_Reading text_

# Texas Holey Rock



## ianstuart832012 (Nov 26, 2012)

Hey guys, do you all know anywhere I can get some Texas Holey Rock for a decent price anywhere within a 3 hour radius of Louisville, KY or Pensacola, FL? I would also be open to ordering them online from people.


----------



## DanniGirl (Jan 25, 2007)

If you don't mind the shipping costs, you can look at online auction sites.


----------



## matt121966 (Mar 6, 2012)

thanks for the pm inastuart.


----------



## biochemist (Oct 31, 2012)

Can u shoot that info over to me as we'll. thanks


----------



## Hock (Mar 23, 2012)

There used to be a guy up in Cincinnati that got it by the semi-truck loads and posted it on Craigslist for like $1+ a lb or something but I havent seen the ad anymore lately.

_Written exercise 1_
From the listing below, reproduce verbatim the part that opens with the line containing "find frost-covered twig" and closes with the line containing "top-left (0, 0), bottom-right (960, 640)", both lines included. Omit the pictures from your copy.

Dataset entries:
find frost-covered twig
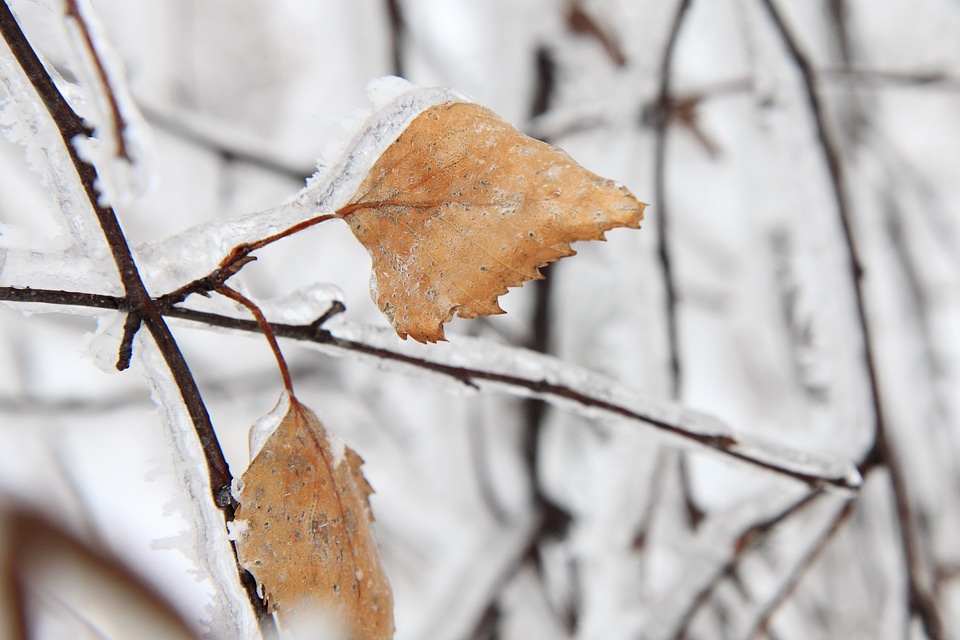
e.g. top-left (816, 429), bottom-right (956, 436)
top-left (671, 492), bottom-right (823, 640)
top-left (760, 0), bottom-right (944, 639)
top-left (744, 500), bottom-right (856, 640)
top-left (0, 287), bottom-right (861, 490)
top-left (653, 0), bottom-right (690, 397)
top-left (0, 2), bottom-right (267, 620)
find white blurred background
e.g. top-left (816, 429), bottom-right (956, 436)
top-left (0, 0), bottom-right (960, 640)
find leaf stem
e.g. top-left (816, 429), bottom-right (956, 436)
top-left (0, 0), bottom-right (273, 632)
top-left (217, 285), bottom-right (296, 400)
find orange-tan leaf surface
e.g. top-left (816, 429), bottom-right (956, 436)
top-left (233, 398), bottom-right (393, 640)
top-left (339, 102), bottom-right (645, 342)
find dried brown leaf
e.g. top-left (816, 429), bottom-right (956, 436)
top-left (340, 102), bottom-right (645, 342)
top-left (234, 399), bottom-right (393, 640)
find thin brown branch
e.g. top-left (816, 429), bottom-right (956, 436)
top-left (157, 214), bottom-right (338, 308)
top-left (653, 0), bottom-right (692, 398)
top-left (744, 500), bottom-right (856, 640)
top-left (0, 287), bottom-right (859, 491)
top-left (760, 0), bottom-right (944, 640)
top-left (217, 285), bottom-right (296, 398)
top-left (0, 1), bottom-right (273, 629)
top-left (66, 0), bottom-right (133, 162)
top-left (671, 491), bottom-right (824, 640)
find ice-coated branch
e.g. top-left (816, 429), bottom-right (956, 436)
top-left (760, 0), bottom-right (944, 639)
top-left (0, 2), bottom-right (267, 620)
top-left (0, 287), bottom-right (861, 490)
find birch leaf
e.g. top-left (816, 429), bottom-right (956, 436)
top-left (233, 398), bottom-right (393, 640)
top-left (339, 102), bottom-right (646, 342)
==
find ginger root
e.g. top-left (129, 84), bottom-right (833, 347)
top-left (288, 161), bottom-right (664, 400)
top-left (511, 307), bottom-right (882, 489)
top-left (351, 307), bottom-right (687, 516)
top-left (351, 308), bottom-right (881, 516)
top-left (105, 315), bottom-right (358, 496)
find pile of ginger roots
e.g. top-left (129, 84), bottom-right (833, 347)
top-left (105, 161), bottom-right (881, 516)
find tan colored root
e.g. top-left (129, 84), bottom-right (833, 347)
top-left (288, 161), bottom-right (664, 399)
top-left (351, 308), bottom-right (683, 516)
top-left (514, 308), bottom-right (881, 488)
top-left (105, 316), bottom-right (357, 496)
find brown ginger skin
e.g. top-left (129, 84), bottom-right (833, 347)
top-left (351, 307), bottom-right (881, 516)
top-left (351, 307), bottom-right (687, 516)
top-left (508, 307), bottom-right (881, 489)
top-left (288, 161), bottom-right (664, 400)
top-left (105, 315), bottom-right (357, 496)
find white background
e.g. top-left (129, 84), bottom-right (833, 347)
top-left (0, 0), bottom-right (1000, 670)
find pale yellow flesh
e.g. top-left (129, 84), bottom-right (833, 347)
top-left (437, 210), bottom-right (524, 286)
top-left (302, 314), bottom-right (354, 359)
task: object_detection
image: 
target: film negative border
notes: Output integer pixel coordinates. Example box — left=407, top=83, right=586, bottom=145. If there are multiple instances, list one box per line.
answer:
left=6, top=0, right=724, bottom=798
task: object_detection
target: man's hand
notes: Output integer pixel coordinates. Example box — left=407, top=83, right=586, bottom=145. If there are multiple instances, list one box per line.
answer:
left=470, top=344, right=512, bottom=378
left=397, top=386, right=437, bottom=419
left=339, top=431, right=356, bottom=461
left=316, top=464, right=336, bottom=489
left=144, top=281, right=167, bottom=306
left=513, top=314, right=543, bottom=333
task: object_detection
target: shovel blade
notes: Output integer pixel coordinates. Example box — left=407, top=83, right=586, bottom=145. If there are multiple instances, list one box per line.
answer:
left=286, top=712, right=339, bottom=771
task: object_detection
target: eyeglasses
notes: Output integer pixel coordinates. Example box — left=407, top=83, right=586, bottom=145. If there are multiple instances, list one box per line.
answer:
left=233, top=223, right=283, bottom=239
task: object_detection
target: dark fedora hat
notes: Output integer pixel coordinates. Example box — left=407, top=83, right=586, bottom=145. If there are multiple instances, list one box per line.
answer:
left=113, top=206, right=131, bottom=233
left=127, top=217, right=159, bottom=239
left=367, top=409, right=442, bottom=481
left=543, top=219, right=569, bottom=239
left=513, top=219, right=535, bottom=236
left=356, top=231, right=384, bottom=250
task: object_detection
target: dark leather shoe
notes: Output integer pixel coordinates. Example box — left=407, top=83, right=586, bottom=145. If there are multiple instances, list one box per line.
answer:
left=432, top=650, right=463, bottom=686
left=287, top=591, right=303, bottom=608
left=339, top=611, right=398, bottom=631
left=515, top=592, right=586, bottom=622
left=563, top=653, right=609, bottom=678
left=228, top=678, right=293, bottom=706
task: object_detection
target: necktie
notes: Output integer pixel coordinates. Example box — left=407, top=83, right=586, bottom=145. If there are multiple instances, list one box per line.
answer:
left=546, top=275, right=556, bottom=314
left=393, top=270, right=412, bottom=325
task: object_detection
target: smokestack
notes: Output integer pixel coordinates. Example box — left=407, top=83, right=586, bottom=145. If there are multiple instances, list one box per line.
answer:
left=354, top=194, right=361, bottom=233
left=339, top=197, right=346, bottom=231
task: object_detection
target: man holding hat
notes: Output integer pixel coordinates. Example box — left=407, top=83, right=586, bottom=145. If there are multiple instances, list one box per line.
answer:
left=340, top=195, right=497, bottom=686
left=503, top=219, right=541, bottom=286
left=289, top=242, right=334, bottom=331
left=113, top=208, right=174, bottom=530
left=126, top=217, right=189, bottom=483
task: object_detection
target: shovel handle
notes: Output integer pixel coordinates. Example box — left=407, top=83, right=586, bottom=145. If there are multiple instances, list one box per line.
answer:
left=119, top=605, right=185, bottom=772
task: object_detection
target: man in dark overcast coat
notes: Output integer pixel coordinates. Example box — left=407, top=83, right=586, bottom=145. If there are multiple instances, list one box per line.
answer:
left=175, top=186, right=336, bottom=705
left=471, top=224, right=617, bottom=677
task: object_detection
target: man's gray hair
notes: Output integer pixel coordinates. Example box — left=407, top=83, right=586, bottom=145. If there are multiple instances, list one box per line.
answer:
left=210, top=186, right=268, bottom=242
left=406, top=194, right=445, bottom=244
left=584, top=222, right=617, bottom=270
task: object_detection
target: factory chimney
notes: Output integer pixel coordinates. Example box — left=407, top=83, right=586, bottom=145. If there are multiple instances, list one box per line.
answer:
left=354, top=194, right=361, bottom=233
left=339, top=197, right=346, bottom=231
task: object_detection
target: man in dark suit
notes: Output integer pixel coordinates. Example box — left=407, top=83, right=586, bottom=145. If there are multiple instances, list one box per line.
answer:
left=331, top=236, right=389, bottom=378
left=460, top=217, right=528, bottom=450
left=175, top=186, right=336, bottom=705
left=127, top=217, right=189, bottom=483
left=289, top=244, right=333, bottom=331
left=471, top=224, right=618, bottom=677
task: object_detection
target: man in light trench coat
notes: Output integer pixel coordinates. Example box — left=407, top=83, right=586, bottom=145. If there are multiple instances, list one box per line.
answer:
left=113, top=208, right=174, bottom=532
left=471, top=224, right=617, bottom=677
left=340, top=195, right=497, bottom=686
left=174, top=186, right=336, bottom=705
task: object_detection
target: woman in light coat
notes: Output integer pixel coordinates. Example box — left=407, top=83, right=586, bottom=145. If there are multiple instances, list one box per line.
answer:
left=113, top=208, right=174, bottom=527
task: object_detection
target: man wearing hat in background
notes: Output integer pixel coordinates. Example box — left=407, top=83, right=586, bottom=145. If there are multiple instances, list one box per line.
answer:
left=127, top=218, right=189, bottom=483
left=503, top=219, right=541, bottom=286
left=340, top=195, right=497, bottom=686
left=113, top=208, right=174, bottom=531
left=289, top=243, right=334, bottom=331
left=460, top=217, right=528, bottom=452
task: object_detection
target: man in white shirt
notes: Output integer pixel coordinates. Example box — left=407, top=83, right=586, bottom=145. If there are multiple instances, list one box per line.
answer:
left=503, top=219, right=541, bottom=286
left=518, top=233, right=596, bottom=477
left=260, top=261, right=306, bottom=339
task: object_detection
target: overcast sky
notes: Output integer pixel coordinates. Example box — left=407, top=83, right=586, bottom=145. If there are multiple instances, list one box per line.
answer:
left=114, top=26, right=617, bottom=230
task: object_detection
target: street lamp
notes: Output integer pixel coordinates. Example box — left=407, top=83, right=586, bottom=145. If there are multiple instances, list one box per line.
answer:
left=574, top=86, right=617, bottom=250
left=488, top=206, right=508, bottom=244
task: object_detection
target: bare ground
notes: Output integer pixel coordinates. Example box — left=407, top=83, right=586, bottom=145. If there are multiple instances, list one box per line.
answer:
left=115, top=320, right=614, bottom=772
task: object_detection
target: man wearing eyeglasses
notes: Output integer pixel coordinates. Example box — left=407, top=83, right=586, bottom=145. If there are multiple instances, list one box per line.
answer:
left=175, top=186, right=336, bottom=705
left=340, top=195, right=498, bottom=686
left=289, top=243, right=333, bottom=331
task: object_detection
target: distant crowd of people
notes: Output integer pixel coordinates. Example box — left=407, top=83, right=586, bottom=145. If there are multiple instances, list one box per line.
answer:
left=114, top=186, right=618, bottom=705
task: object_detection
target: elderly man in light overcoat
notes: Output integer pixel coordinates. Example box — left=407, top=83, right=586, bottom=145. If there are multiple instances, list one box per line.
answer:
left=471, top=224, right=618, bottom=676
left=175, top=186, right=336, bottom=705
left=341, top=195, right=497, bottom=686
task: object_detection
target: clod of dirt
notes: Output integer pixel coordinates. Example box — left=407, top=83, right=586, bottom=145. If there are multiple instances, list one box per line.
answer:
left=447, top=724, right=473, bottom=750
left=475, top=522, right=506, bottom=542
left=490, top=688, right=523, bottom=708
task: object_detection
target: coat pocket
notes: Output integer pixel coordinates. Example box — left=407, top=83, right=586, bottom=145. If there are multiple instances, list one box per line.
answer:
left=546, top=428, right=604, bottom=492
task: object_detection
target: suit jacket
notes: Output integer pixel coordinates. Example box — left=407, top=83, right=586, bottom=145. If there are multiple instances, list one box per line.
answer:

_Written exercise 2_
Write out, word for word, the part of the Texas Holey Rock thread that opens with the words "## ianstuart832012 (Nov" and closes with "online from people.".

_Complete response 1_
find frost-covered twig
e.g. top-left (816, 429), bottom-right (956, 436)
top-left (671, 492), bottom-right (823, 640)
top-left (760, 0), bottom-right (944, 639)
top-left (744, 500), bottom-right (856, 640)
top-left (0, 287), bottom-right (861, 490)
top-left (653, 0), bottom-right (690, 397)
top-left (0, 2), bottom-right (267, 620)
find white blurred background
e.g. top-left (816, 429), bottom-right (956, 436)
top-left (0, 0), bottom-right (960, 640)

_Complete response 2_
## ianstuart832012 (Nov 26, 2012)

Hey guys, do you all know anywhere I can get some Texas Holey Rock for a decent price anywhere within a 3 hour radius of Louisville, KY or Pensacola, FL? I would also be open to ordering them online from people.